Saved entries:
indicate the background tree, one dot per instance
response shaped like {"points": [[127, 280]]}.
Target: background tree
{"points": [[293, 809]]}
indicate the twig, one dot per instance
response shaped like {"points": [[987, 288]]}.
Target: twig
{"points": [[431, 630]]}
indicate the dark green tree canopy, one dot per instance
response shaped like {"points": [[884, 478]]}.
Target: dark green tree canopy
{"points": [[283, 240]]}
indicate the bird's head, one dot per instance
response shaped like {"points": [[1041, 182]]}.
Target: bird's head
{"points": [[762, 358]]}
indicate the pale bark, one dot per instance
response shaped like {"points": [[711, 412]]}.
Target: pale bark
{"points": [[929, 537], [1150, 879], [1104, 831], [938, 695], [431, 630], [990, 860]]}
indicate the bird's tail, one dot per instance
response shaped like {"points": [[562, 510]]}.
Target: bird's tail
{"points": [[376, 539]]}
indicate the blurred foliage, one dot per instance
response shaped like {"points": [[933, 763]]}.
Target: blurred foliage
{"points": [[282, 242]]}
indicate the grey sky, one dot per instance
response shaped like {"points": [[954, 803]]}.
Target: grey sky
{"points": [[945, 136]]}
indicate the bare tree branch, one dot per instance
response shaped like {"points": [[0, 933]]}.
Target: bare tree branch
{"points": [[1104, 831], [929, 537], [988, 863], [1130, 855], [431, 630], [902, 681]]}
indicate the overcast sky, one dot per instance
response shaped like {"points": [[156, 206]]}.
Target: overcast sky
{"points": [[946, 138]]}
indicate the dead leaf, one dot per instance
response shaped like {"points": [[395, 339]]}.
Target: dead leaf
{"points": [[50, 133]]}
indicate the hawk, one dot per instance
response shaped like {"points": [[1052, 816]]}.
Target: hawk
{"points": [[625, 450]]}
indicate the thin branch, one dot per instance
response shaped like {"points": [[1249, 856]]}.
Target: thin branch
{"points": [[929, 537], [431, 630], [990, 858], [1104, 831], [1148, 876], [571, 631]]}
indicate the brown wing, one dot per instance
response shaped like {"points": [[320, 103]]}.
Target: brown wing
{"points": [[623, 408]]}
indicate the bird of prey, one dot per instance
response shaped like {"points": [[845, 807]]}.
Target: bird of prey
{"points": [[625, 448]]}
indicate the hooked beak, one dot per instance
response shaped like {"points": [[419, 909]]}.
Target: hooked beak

Task →
Reproduce every single entry above exactly.

Exercise output →
indicate the background tree, one dot per instance
response shaped like {"points": [[127, 280]]}.
Target: background tree
{"points": [[293, 809]]}
indicate the twig, one dot per instance
response shaped like {"points": [[987, 288]]}.
Target: twig
{"points": [[431, 630]]}
indicate the dark green tree canopy, one dot per instance
response shaped like {"points": [[884, 478]]}.
Target: dark green tree canopy
{"points": [[283, 240]]}
indicate the bird's head, one dot per instance
response shaped like {"points": [[1041, 182]]}.
Target: bird's head
{"points": [[762, 358]]}
indicate the pale bark, one dot per instance
response shaped like {"points": [[711, 412]]}.
Target: pale bark
{"points": [[929, 537], [1150, 879], [1104, 831], [938, 695], [431, 630], [990, 860]]}
indicate the bird's tail, one dot per instance
response shaped like {"points": [[562, 510]]}.
Target: bird's tail
{"points": [[376, 539]]}
indicate the blurred foliage, one dot per instance
response shaped like {"points": [[933, 763]]}.
Target: blurred foliage
{"points": [[282, 242]]}
indicate the grey sky, one dot per instance
response shaped like {"points": [[954, 803]]}.
Target: grey sky
{"points": [[945, 136]]}
indicate the bare tree branch, one dot per instance
response shaped like {"points": [[0, 933]]}.
Target: bare tree branch
{"points": [[1104, 831], [929, 537], [988, 863], [1130, 855], [431, 630], [902, 681]]}
indicate the overcast sky, one dot per instance
response shaped like {"points": [[156, 206]]}.
Target: overcast sky
{"points": [[946, 138]]}
indicate the dead leaf, one dot per instance
response shaped like {"points": [[395, 339]]}.
Target: dead leaf
{"points": [[50, 133]]}
indicate the hawk, one dot per instance
response shaped like {"points": [[1052, 816]]}.
Target: hawk
{"points": [[625, 450]]}
indicate the thin branch, one dot per instance
response shaped like {"points": [[1249, 856]]}.
Target: thin branch
{"points": [[929, 537], [431, 630], [990, 858], [1104, 831], [1148, 876], [571, 631]]}
indicate the brown wing, one dot per instance
response shaped like {"points": [[320, 103]]}.
Target: brown wing
{"points": [[623, 408]]}
indicate the bird of prey, one dot per instance
response shaped like {"points": [[845, 807]]}.
Target: bird of prey
{"points": [[625, 448]]}
indicate the hooked beak, one dot per instance
response shaped like {"points": [[419, 909]]}.
Target: hooked beak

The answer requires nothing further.